Credit: PhotoDisc/Getty Images

Alnylam Pharmaceuticals and collaborators have published encouraging Phase I results of their novel first-in-class lipid nanoparticle (LNP)-formulated RNA interference (RNAi) therapeutic — ALN-VSP — in the treatment of advanced solid tumours with liver involvement (Cancer Discov. 28 Jan 2013; doi:10.1158/2159-8290.CD-12-0429). ALN-VSP was demonstrated to be safe and well tolerated, displaying antitumour activity, including complete regression of liver metastases in a patient with endometrial cancer.

Gene silencing by RNAi forms the basis for a potential new class of anticancer therapeutics that may offer several advantages over existing therapies. Anil Sood, University of Texas MD Anderson Cancer Center, explains: “There are many novel targets that are simply not druggable by existing approaches. In addition, specificity of RNAi would be greater than many current approaches and there is tremendous variability in current drugs with regard to bioavailability, and so on; with RNAi, that kind of variability could be reduced substantially.”

However, several issues have hindered the clinical translation of this approach. “Arguably, the biggest challenge has been safe and effective delivery. Many of the delivery systems used have either been toxic or not particularly effective,” says Sood. “Historically, there was a disconnect between what the materials scientists were doing and what the translation/clinical needs were, and some of the platforms were so complex that one could never make a practical drug with them. However, there are now several biocompatible platforms under investigation,” he adds.

INFORMATION

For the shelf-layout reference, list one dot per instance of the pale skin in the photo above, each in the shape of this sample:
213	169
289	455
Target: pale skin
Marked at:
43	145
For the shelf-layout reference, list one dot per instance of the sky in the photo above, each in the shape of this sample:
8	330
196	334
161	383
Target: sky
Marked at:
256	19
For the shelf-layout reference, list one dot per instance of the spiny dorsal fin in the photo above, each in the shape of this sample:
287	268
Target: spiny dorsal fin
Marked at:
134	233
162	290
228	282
---
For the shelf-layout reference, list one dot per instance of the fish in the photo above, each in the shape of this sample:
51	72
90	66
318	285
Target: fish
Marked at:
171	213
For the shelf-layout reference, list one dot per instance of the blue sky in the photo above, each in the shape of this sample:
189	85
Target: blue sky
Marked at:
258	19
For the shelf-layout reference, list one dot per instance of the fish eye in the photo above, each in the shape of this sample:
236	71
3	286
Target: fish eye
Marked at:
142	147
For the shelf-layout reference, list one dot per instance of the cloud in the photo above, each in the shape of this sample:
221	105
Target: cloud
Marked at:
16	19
==
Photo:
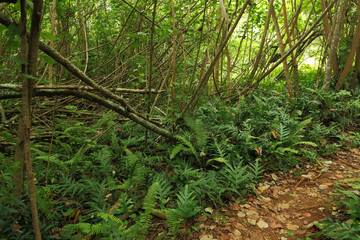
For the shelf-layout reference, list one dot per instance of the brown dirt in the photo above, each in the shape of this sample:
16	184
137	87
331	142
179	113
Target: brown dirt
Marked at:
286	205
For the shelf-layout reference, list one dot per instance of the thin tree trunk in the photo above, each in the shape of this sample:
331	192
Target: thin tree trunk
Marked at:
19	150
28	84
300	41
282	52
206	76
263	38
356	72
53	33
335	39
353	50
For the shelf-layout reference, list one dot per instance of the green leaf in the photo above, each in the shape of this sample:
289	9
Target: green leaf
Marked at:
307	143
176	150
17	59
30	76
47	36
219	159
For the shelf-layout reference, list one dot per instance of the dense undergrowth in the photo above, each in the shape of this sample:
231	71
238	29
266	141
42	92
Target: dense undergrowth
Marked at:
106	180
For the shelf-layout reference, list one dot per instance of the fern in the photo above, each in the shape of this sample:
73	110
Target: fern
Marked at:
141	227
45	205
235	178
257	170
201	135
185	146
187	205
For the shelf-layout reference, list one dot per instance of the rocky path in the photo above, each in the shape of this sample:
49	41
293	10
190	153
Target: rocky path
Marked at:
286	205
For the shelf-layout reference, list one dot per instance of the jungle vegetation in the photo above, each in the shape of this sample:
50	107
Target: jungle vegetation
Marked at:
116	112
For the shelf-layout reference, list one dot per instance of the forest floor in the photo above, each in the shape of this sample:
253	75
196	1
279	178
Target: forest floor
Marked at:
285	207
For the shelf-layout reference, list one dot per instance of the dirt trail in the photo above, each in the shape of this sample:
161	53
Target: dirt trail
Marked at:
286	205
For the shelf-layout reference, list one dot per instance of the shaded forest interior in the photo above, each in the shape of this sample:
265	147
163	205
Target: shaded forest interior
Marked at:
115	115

AIM OF THE TASK
Continue the news piece on the ALN-VSP RNAi cancer trial, starting right after its last sentence.

ANSWER SECTION
A promising approach involves packaging small interfering RNAs (siRNAs) into nanoparticle-based delivery systems, such as liposomes, dendrimers and polymeric nanoparticles. “One potential advantage, particularly relevant for the use of RNAi-based therapeutics for cancer, is that several siRNAs can be combined into a nanoparticle to simultaneously attack multiple targets without additive toxicities,” says Mark Davis, California Institute of Technology. Alnylam's ALN-VSP is an example: it uses LNP technology comprising two siRNAs targeting two genes that are critical for the growth and development of cancer cells — vascular endothelial growth factor and kinesin spindle protein. “The current trial is the first to show that two siRNAs can be safely delivered to cancer patients,” notes Davis.

The ALN-VSP Phase I trial was a dose-escalation study involving 41 patients with advanced solid tumours and liver involvement who had failed to respond to or progress after standard treatment. The primary objective was to evaluate the safety, tolerability and pharmacokinetics of intravenously administered ALN-VSP given every 2 weeks. RNAi was demonstrated in liver biopsy samples taken from patients. The study showed that ALN-VSP was generally safe and well tolerated up to a dose of 1.0 mg per kg, with the most common adverse events being low-grade fatigue, nausea and fever.

A total of seven patients in whom disease had not progressed by CT scan after four cycles of therapy continued treatment on an extension study, in which they received bi-weekly treatments of ALN-VSP at the same dose level that they had been safely treated with in the initial study. Striking results were achieved in four patients; one patient with endometrial cancer achieved a complete response after 20 months of treatment at 0.7 mg per kg and remained in remission upon completion of 26 months of therapy; two patients with renal cell carcinoma treated at a dose of 1.0 mg per kg had stable disease at all sites for 8–12 months; and one patient with a pancreatic neuroendocrine tumour treated at a dose of 1.0 mg per kg continued on the extension study for 18 months with stable disease.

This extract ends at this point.